### Do this
Copy exactly the lines from the "TARGET: teal floral top" line to the end, both included, and nothing else.

───

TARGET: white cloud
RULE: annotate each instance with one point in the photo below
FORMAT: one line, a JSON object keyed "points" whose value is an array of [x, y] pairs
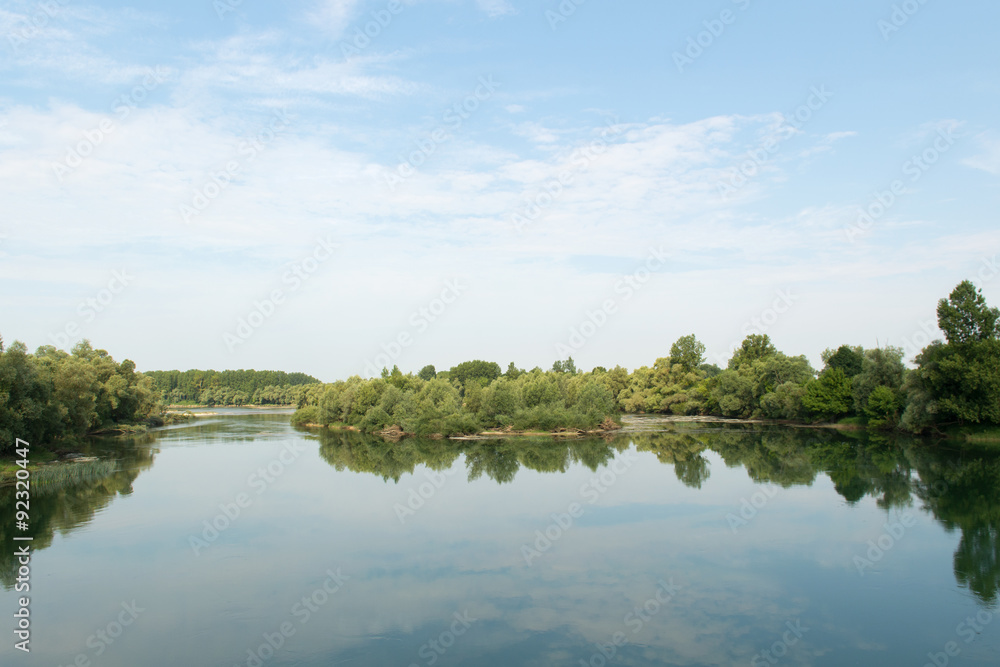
{"points": [[496, 8], [333, 16], [989, 156]]}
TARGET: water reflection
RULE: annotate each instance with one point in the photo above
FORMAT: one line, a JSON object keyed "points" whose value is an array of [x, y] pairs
{"points": [[959, 487], [462, 552], [68, 495]]}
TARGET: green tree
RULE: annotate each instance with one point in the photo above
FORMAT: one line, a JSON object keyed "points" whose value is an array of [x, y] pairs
{"points": [[687, 351], [829, 396], [846, 358], [753, 348], [964, 316], [881, 367], [474, 370]]}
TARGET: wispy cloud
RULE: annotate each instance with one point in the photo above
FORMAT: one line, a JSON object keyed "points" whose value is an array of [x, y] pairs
{"points": [[989, 155], [333, 16], [496, 8]]}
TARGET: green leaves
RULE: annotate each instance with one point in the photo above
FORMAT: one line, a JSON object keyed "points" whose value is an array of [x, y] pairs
{"points": [[964, 316]]}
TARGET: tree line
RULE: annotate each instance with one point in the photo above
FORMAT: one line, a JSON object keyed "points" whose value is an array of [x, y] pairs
{"points": [[956, 383], [52, 395], [239, 387]]}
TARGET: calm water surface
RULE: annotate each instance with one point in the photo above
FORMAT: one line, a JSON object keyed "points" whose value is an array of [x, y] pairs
{"points": [[677, 544]]}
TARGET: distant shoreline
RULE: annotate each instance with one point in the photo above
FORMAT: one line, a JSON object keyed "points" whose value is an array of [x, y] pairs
{"points": [[253, 407]]}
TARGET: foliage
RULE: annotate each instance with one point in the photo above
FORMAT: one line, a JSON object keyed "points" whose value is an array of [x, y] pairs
{"points": [[687, 351], [848, 359], [53, 394], [964, 316], [240, 387], [829, 396]]}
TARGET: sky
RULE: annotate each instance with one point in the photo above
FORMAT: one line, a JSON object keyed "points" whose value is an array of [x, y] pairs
{"points": [[333, 186]]}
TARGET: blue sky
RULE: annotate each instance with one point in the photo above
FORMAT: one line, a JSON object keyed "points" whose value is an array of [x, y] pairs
{"points": [[490, 178]]}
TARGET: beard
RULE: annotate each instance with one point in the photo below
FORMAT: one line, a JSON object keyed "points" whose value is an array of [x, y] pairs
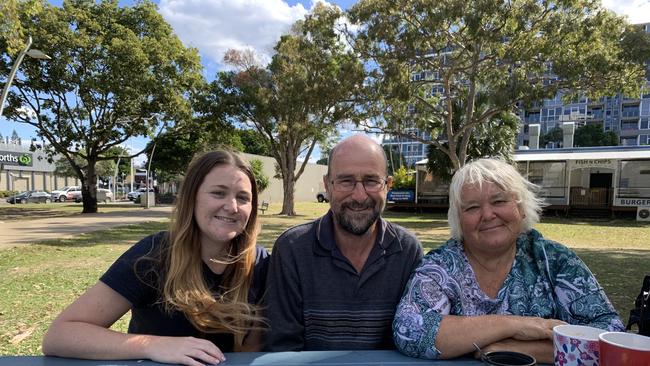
{"points": [[357, 223]]}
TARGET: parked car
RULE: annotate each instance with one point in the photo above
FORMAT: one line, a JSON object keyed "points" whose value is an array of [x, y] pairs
{"points": [[30, 197], [103, 195], [135, 194], [66, 193], [322, 197]]}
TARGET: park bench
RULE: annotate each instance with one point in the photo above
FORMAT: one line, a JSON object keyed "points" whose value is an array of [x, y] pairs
{"points": [[264, 206]]}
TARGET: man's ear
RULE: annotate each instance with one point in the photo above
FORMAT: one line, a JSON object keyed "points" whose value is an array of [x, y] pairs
{"points": [[389, 182]]}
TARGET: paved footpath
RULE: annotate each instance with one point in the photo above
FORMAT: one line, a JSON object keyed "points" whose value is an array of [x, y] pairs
{"points": [[17, 232]]}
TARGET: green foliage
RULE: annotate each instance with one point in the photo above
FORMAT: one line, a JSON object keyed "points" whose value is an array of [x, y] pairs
{"points": [[394, 157], [555, 135], [175, 149], [261, 179], [429, 54], [115, 73], [593, 135], [103, 168], [300, 98], [403, 179], [494, 137], [254, 143]]}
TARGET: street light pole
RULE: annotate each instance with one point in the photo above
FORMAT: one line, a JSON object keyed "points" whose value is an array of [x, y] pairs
{"points": [[149, 171], [34, 53]]}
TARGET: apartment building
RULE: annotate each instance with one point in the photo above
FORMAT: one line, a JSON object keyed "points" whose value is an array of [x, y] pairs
{"points": [[628, 117]]}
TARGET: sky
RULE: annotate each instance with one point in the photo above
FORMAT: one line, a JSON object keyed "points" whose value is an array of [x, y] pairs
{"points": [[213, 26]]}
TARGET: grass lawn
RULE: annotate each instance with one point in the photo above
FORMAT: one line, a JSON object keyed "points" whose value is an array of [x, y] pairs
{"points": [[37, 281]]}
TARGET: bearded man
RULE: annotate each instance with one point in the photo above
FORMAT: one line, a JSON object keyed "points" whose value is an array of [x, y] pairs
{"points": [[334, 283]]}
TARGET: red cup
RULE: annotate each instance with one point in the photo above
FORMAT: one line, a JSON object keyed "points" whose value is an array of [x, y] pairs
{"points": [[620, 349]]}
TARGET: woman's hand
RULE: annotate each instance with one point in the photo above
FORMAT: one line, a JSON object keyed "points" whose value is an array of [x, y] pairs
{"points": [[528, 328], [182, 350]]}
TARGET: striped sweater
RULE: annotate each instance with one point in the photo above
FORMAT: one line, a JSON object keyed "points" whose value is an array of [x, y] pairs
{"points": [[316, 300]]}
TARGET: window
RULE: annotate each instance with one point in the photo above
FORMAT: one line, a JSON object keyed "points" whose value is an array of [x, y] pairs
{"points": [[629, 141], [644, 139], [644, 123], [550, 176]]}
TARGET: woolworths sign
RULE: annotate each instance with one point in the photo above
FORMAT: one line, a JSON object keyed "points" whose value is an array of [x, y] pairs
{"points": [[13, 158]]}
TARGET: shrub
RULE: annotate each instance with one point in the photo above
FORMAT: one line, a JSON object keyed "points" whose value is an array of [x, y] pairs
{"points": [[403, 179]]}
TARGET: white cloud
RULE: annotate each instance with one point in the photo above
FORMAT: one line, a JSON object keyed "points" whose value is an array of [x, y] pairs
{"points": [[637, 11], [214, 26]]}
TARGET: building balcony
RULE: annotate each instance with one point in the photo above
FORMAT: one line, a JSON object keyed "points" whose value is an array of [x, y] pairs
{"points": [[630, 101]]}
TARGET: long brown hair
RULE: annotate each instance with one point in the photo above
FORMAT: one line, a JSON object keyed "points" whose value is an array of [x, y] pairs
{"points": [[184, 287]]}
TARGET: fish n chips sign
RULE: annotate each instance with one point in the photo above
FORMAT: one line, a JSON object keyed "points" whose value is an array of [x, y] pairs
{"points": [[13, 158]]}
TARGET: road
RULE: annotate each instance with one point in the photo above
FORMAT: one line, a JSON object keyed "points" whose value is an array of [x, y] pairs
{"points": [[18, 232]]}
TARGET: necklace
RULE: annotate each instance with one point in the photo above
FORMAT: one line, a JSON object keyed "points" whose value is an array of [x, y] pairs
{"points": [[489, 280]]}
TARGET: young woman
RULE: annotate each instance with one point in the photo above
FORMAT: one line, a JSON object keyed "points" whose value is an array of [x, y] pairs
{"points": [[193, 291]]}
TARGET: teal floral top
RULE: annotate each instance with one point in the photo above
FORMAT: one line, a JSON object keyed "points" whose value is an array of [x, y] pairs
{"points": [[546, 280]]}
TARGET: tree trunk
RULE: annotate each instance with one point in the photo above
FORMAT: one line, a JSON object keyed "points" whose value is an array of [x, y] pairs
{"points": [[89, 189], [288, 187]]}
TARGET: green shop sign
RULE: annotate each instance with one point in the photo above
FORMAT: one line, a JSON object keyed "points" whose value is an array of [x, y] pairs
{"points": [[14, 158]]}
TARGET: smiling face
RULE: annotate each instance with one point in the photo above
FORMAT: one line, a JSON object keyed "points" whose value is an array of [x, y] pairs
{"points": [[223, 205], [490, 218], [357, 159]]}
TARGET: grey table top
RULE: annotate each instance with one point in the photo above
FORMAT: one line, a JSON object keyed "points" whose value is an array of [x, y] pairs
{"points": [[319, 358]]}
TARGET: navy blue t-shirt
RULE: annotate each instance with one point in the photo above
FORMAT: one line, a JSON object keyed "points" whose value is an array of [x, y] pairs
{"points": [[141, 289]]}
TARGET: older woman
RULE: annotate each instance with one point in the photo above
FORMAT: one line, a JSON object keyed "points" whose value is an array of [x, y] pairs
{"points": [[497, 283], [192, 291]]}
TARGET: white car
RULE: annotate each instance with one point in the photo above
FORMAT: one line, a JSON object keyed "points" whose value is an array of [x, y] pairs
{"points": [[135, 194], [66, 193], [103, 195]]}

───

### Answer below
TARGET: teal floral top
RULE: annotate each instance with one point in the photo above
FORMAT: one line, a JSON object keyed "points" whose value is an array of [x, y] pairs
{"points": [[546, 280]]}
TARGET: tree trunk
RULE: annotate each instance with one point in the photo above
FORMAT: one line, a JSON object keyed "points" whose value is an array of [x, y] pairs
{"points": [[89, 189], [288, 187]]}
TARGET: green shop sign
RULE: annotate each instance with one point in the photo above
FORMAT: one line, a JSON object keyed "points" whose value is an array of [x, y] pairs
{"points": [[14, 158]]}
TARGET: smiling face
RULE: annotate each instance with one point in the photo above
FORMAT: one line, a JSON object keyed "points" whose value is an array of [x, y] pairs
{"points": [[223, 205], [490, 218], [357, 159]]}
TARGET: grey table top
RULE: annotate each instance with one point in the photo above
FORMAT: one line, a JSON object keyed "points" whose value is an array of [x, y] pairs
{"points": [[319, 358]]}
TARGET: navy blue t-shirt
RULE: annotate each instance with one point in the photo above
FORMAT: one line, a JSON object keyed "points" whose value is an array of [x, y] pairs
{"points": [[141, 289]]}
TARGET: older woman
RULE: annotate each instance with one point in the photo above
FORMAT: one line, a JSON object keyed "points" whose value is an array of [x, y] pairs
{"points": [[497, 283], [192, 291]]}
TARGET: white car
RULE: annotate each instance with one point in the photo above
FORMAT: one line, a JSON object keyed "points" whose value is an array of [x, y] pairs
{"points": [[135, 194], [66, 193], [103, 195]]}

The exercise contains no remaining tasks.